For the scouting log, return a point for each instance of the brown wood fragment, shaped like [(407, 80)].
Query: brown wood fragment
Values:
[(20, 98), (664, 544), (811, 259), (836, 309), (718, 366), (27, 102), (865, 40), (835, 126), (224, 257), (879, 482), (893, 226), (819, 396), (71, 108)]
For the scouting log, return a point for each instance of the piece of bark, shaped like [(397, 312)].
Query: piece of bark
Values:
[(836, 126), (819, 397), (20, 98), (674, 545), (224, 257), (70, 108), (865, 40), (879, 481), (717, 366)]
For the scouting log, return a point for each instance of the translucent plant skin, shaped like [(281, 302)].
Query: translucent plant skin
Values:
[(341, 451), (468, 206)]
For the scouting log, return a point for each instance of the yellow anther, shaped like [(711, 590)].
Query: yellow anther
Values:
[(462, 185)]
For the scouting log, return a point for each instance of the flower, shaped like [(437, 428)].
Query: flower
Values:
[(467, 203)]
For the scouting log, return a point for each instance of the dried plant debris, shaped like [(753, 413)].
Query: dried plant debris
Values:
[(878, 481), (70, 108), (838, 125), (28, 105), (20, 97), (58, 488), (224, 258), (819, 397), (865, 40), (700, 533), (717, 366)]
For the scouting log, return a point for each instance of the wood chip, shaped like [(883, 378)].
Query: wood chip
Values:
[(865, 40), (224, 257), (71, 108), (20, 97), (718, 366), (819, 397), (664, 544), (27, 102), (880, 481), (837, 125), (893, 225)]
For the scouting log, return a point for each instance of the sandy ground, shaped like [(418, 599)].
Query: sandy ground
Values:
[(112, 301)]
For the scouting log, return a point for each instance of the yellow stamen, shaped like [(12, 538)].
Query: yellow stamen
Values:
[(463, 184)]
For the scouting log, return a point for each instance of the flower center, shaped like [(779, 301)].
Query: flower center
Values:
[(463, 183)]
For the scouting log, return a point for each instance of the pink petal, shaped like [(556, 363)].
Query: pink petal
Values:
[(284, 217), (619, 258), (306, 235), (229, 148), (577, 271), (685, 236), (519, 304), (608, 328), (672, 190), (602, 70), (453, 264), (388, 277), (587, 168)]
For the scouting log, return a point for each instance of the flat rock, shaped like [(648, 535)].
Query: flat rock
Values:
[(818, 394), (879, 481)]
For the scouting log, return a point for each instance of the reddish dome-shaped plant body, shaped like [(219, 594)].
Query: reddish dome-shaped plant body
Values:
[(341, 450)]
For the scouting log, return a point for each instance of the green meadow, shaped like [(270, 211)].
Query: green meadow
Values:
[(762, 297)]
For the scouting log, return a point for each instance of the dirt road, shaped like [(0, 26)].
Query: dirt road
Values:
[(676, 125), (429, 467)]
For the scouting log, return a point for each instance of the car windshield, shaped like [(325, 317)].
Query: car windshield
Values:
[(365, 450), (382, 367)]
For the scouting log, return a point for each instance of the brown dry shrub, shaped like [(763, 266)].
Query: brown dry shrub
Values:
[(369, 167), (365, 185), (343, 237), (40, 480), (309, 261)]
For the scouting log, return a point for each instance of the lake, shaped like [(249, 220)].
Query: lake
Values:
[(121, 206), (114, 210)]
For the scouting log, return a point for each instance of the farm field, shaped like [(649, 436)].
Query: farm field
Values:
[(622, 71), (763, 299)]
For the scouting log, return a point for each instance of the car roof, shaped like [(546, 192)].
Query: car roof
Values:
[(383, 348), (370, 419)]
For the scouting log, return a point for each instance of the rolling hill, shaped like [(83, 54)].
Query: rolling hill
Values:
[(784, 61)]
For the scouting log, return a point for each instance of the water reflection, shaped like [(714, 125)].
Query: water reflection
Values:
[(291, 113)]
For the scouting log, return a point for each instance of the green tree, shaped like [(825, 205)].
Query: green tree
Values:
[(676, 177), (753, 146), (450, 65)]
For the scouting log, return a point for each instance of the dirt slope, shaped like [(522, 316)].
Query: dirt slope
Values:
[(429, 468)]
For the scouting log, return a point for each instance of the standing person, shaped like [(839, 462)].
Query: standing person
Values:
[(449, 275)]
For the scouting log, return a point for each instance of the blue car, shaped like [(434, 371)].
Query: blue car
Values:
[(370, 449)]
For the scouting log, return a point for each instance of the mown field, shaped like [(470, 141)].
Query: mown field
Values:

******************************

Please write the listing out again, matching each line exactly.

For the scouting log, return a point for each instance of the brown wood fragment, shaped like [(407, 80)].
Query: brown wood fragment
Values:
[(20, 98), (664, 544), (811, 259), (836, 309), (718, 366), (27, 102), (865, 40), (835, 126), (224, 257), (879, 482), (893, 226), (819, 396), (71, 108)]
For the scouting log, return a point for each instance of the piece of bark, shaped like [(397, 312)].
Query: piece of bark
Values:
[(836, 126), (819, 397), (20, 98), (674, 545), (224, 257), (70, 108), (865, 40), (879, 481), (717, 366)]
For the scouting log, return a point for each instance of the translucent plant skin, shaped like [(281, 302)].
Query: translucent plant skin
Values:
[(341, 451), (468, 206)]
For the scouting log, return a point for each instance of the yellow anther, shaped like [(711, 590)].
Query: yellow anther
Values:
[(462, 185)]
For the scouting log, return a point for each instance of the flower, shaped like [(437, 428)].
Query: flower
Values:
[(467, 203)]
For the scouting log, return a point for each instance of the dried plant debris, shaped like [(753, 413)].
Query: dried plant debris
Values:
[(878, 481), (70, 108), (838, 125), (28, 105), (20, 97), (58, 488), (224, 258), (819, 397), (865, 40), (700, 533), (717, 366)]
For the scouting log, return a point for each instance of the wood chip, shaped like [(883, 378)].
Query: wood chip
Values:
[(865, 40), (224, 257), (71, 108), (20, 97), (718, 366), (819, 397), (664, 544), (27, 102), (880, 481), (837, 125), (893, 225)]
For the scouting log, return a point for each instance of the sandy ground, shaped like [(418, 599)].
Query: sandy ground
Values:
[(112, 301)]
For the scouting log, return a point for each instance of the yellow stamen, shaped like [(12, 538)].
Query: yellow stamen
Values:
[(463, 184)]
For the scouting log, return a point for each instance of the flower center, shaped like [(779, 301)].
Query: flower center
Values:
[(463, 183)]
For the scouting log, return a point for each instance of the pink petal, shaped like [(556, 363)].
Query: pink petal
Values:
[(284, 217), (619, 258), (306, 235), (229, 148), (577, 271), (685, 236), (519, 304), (608, 328), (672, 190), (602, 70), (453, 264), (388, 277), (587, 168)]
For the scouting log, return a point for each instance of the flat rock, shaped like [(648, 535)].
Query: flat rock
Values:
[(818, 394), (879, 481)]
For the scouting log, return a point for each instance of the reddish dome-shaped plant body, shaped like [(219, 594)].
Query: reddish dome-shaped plant body
Values:
[(341, 450)]
For the scouting log, return a point for each instance of the green meadow, shaped like [(270, 211)].
Query: green meadow
Values:
[(762, 297)]
For the scouting log, return a point for each instance of the dirt road, shaped like [(0, 26)].
Query: dirt road
Values:
[(676, 125), (429, 467)]
For the scouting log, return a point for each instance of the car windshield, shaped like [(325, 317)].
Query: car windshield
Values:
[(365, 450), (382, 367)]
For the scouting log, return a point for each instance of the brown dry shrub, shaped like [(763, 266)].
Query: brown dry shrub
Values:
[(369, 167), (365, 185), (343, 237), (40, 480), (309, 261)]
For the scouting log, return a point for each instance of the lake, shaped like [(249, 220)].
Query: lake
Values:
[(121, 206), (114, 210)]
For the scouting log, return a point for each instance of the farm field, shaped like [(649, 436)].
Query: farm field
Values:
[(622, 71), (763, 299)]
For the scouting log, return a point for each instance of the car roof, shaped like [(546, 192)].
Query: car roof
Values:
[(383, 348), (370, 419)]
For the scouting log, return a point for each instance of the rolling hill, shaped like [(83, 54)].
Query: rolling hill
Values:
[(784, 61)]
For the scouting log, return a point for each instance of the water reflection, shaped like [(714, 125)].
Query: water reflection
Values:
[(291, 113)]
For the scouting log, return a point for each instance of the green tree, shaped like [(825, 205)].
Query: green tree
Values:
[(676, 177), (753, 146), (450, 65)]
For the scouting log, return a point for each instance of the dirt slope, shaped like [(522, 316)].
Query: dirt slope
Values:
[(429, 468)]
For the scouting log, return a point for each instance of the standing person, shaped like [(839, 462)].
Query: standing person
Values:
[(449, 275)]
For the scouting log, return a point for each instance of the blue car, shaped like [(434, 371)].
Query: blue car
Values:
[(370, 449)]
For the scouting log, return a point for each instance of the mown field, shaped like [(470, 141)].
Query: mown field
Values:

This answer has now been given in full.